-------- INPUT DATA --------
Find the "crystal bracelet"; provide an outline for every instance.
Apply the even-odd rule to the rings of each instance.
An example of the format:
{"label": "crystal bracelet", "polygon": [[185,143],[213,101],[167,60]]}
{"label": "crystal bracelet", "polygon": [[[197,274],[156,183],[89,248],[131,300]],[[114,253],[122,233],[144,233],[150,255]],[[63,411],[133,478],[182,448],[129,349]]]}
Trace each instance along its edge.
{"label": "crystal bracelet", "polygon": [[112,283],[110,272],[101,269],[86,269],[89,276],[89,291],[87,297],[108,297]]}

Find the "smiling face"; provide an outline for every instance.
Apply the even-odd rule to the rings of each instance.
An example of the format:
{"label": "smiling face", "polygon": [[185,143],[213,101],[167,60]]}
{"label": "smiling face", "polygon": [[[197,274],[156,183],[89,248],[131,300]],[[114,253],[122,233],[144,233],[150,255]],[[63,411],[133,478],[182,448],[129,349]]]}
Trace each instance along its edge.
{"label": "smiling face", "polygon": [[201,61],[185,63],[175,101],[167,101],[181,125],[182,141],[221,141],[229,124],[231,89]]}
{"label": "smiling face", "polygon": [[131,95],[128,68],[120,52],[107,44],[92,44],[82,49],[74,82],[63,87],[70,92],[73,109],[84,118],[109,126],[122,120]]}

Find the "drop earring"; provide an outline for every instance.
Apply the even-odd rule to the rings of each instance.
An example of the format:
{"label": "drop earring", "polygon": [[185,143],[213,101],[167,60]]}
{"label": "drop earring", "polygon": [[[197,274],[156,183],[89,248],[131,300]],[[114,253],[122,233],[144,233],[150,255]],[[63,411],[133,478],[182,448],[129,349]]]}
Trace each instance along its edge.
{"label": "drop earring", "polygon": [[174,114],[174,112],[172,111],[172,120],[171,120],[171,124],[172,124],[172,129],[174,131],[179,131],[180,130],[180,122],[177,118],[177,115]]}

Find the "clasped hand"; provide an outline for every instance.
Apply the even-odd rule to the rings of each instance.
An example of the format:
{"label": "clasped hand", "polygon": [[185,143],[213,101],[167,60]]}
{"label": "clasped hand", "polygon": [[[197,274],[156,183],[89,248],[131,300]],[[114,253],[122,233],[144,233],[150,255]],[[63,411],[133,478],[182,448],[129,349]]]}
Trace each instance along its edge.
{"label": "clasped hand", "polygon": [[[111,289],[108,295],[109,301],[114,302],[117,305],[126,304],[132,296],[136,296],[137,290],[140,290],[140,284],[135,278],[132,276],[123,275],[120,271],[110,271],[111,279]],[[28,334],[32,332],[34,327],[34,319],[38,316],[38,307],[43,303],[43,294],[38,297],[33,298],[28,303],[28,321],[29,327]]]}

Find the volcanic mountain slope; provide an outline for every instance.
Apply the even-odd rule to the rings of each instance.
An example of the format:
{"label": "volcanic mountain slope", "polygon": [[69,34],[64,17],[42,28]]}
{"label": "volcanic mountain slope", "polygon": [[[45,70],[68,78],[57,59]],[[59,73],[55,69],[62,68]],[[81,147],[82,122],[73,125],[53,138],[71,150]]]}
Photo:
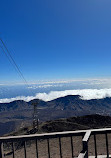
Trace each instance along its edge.
{"label": "volcanic mountain slope", "polygon": [[[94,128],[111,128],[111,117],[86,115],[46,121],[39,124],[39,133],[86,130]],[[22,128],[11,135],[32,134],[32,127]]]}
{"label": "volcanic mountain slope", "polygon": [[32,124],[32,103],[38,103],[40,122],[89,114],[111,115],[111,98],[108,97],[82,100],[78,95],[69,95],[48,102],[38,99],[30,102],[17,100],[11,103],[0,103],[0,128],[2,123],[12,125],[13,122],[15,129]]}

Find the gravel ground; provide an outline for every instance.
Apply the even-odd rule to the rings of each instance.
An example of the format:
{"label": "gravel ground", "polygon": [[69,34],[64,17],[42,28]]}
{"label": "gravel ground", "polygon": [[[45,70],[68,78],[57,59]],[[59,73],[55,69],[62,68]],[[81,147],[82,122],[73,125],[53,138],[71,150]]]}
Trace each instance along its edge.
{"label": "gravel ground", "polygon": [[[105,135],[97,135],[97,153],[98,157],[106,157],[106,141],[105,141]],[[60,147],[59,147],[59,139],[54,138],[50,139],[50,158],[60,158]],[[109,154],[111,154],[111,134],[108,134],[108,145],[109,145]],[[8,145],[10,146],[10,145]],[[15,144],[15,146],[17,146]],[[11,152],[11,148],[7,148],[5,146],[4,153]],[[16,148],[16,147],[15,147]],[[61,148],[62,148],[62,158],[72,158],[72,152],[71,152],[71,138],[70,137],[63,137],[61,138]],[[73,137],[73,154],[74,157],[77,157],[82,150],[82,137]],[[89,156],[94,156],[95,150],[94,150],[94,137],[91,136],[89,143],[88,143],[88,153]],[[36,145],[34,141],[28,141],[26,142],[26,155],[27,158],[36,158]],[[102,156],[103,155],[103,156]],[[39,140],[38,141],[38,156],[39,158],[48,158],[48,146],[47,146],[47,140]],[[6,158],[13,158],[13,155],[7,155]],[[21,148],[18,148],[15,151],[15,158],[24,158],[24,148],[23,146]]]}

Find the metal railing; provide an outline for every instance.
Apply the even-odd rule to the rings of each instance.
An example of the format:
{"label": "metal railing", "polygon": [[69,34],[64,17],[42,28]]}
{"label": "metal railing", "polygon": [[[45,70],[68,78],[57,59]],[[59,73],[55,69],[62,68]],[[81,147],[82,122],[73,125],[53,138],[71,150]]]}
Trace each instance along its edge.
{"label": "metal railing", "polygon": [[[36,158],[39,158],[39,144],[38,141],[39,140],[46,140],[47,142],[47,157],[51,158],[51,151],[50,151],[50,140],[51,139],[58,139],[58,145],[59,145],[59,157],[60,158],[64,158],[63,157],[63,149],[62,149],[62,142],[61,139],[64,138],[70,138],[70,153],[71,153],[71,157],[78,157],[78,158],[88,158],[88,142],[90,140],[90,137],[93,136],[94,138],[94,149],[95,152],[93,153],[92,156],[96,157],[98,156],[97,154],[97,135],[99,134],[104,134],[105,135],[105,142],[106,142],[106,157],[110,157],[109,156],[109,148],[108,148],[108,136],[107,134],[111,133],[111,128],[105,128],[105,129],[92,129],[92,130],[80,130],[80,131],[68,131],[68,132],[56,132],[56,133],[45,133],[45,134],[33,134],[33,135],[21,135],[21,136],[9,136],[9,137],[0,137],[0,158],[5,158],[7,157],[4,151],[7,151],[8,149],[6,149],[6,144],[8,144],[8,146],[11,148],[11,152],[10,155],[13,158],[16,158],[17,156],[15,155],[15,151],[18,150],[17,149],[17,144],[15,145],[16,142],[21,142],[21,146],[23,147],[23,153],[22,153],[22,157],[23,158],[27,158],[27,143],[30,140],[33,140],[35,142],[35,153],[36,153]],[[82,143],[82,151],[80,152],[80,154],[78,154],[78,156],[74,155],[74,139],[73,137],[78,137],[81,136],[81,143]],[[19,144],[20,145],[20,144]],[[78,146],[79,148],[79,146]],[[22,158],[21,157],[21,158]],[[29,157],[29,155],[28,155]],[[18,158],[18,157],[17,157]],[[30,156],[30,158],[32,158]],[[52,157],[53,158],[53,157]],[[58,157],[57,157],[58,158]]]}

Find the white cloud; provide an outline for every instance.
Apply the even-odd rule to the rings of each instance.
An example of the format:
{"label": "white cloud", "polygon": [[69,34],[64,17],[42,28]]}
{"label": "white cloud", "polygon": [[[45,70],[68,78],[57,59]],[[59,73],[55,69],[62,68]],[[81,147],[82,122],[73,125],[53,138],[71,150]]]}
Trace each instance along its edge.
{"label": "white cloud", "polygon": [[41,99],[50,101],[56,98],[64,97],[67,95],[80,95],[84,100],[101,99],[111,97],[111,89],[80,89],[80,90],[65,90],[65,91],[51,91],[50,93],[37,93],[35,96],[18,96],[16,98],[0,99],[0,103],[7,103],[14,100],[30,101],[33,99]]}

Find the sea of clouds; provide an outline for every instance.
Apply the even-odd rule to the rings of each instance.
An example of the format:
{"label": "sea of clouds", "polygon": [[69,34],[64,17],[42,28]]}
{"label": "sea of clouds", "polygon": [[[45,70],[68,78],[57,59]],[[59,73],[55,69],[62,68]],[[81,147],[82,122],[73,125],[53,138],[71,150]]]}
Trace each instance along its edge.
{"label": "sea of clouds", "polygon": [[9,103],[14,100],[30,101],[33,99],[41,99],[50,101],[56,98],[64,97],[67,95],[80,95],[81,99],[102,99],[111,97],[111,88],[109,89],[79,89],[79,90],[64,90],[64,91],[51,91],[49,93],[37,93],[35,96],[17,96],[14,98],[0,99],[0,103]]}

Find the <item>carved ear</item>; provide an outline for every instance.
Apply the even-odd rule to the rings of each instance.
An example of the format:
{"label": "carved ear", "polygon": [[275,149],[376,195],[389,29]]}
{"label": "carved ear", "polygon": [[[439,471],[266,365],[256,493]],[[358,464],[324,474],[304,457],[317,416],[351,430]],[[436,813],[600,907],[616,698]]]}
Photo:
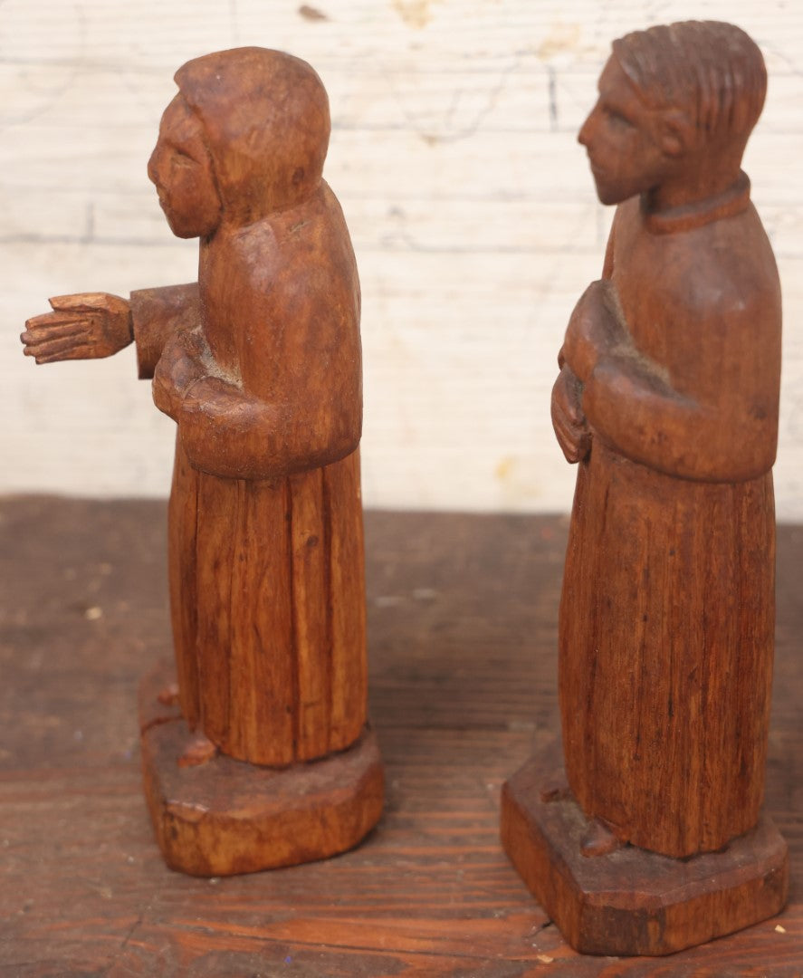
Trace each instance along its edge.
{"label": "carved ear", "polygon": [[689,115],[680,109],[664,111],[658,141],[665,156],[673,159],[684,156],[694,143],[694,127]]}

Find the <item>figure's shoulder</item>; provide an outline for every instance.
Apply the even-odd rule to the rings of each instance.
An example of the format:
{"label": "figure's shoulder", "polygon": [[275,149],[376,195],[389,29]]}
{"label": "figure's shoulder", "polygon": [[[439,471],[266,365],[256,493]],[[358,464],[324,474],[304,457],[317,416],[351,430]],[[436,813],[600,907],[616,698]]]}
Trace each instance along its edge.
{"label": "figure's shoulder", "polygon": [[687,286],[676,288],[697,307],[732,320],[780,315],[781,285],[773,249],[755,208],[712,221],[678,241]]}

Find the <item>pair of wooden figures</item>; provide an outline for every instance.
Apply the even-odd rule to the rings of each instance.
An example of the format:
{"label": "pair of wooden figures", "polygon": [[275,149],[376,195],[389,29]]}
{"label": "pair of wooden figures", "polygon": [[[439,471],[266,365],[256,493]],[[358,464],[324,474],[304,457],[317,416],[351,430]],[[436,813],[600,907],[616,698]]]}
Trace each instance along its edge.
{"label": "pair of wooden figures", "polygon": [[[197,284],[52,299],[37,363],[136,343],[177,422],[175,673],[140,696],[146,794],[195,874],[321,859],[378,822],[366,720],[360,292],[322,179],[320,79],[243,48],[176,74],[149,175]],[[580,951],[667,954],[783,905],[762,816],[781,299],[740,169],[766,72],[736,27],[615,41],[580,133],[618,204],[559,354],[579,464],[559,617],[563,745],[509,779],[502,838]]]}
--------
REQUEST: Reproduce nothing but the lines that run from the line containing "Find the <item>carved" through the last line of the records, inclusive. Omit the pictures.

PROBLEM SOLUTION:
Find the <item>carved ear</item>; provide an outline for every instance.
Apply the even-odd rule to the rings of each instance.
An example of the format:
{"label": "carved ear", "polygon": [[275,149],[376,195],[389,29]]}
{"label": "carved ear", "polygon": [[[439,471],[266,365],[256,493]],[[358,464],[324,474],[304,457],[317,416],[351,430]],[[436,813],[600,907],[616,698]]]}
Photo:
Trace each instance along its edge.
{"label": "carved ear", "polygon": [[689,115],[680,109],[664,111],[658,141],[665,156],[673,159],[684,156],[694,143],[694,127]]}

Find the <item>figure's shoulder</item>; provide an outline for every instance.
Apply the even-odd rule to the rings of each instance.
An example of the format:
{"label": "figure's shoulder", "polygon": [[275,149],[376,195],[389,29]]}
{"label": "figure's shoulder", "polygon": [[[439,471],[266,365],[256,493]],[[358,464],[324,474],[304,457],[317,416],[351,430]],[[436,813],[600,907],[616,698]]]}
Trace each instance along its edge.
{"label": "figure's shoulder", "polygon": [[687,286],[676,288],[697,307],[732,320],[780,315],[781,285],[773,249],[755,208],[712,221],[678,241]]}

Find the <item>pair of wooden figures</item>; provide an outline for every instance.
Apply the even-odd rule to the rings of each instance.
An example of the format:
{"label": "pair of wooden figures", "polygon": [[275,149],[376,195],[389,29]]}
{"label": "pair of wooden figures", "polygon": [[[439,471],[266,365],[256,493]],[[358,464],[324,474],[304,457],[317,416],[351,430]],[[436,813],[600,907],[616,698]]]}
Trace each instance along its edge.
{"label": "pair of wooden figures", "polygon": [[[197,284],[52,299],[37,363],[136,343],[177,422],[175,673],[140,696],[146,794],[195,874],[321,859],[378,822],[366,720],[360,292],[322,179],[320,79],[243,48],[176,74],[149,175]],[[580,951],[667,954],[783,905],[762,816],[781,299],[740,169],[766,72],[736,27],[615,41],[580,133],[618,204],[559,354],[579,464],[559,617],[563,745],[509,779],[502,838]]]}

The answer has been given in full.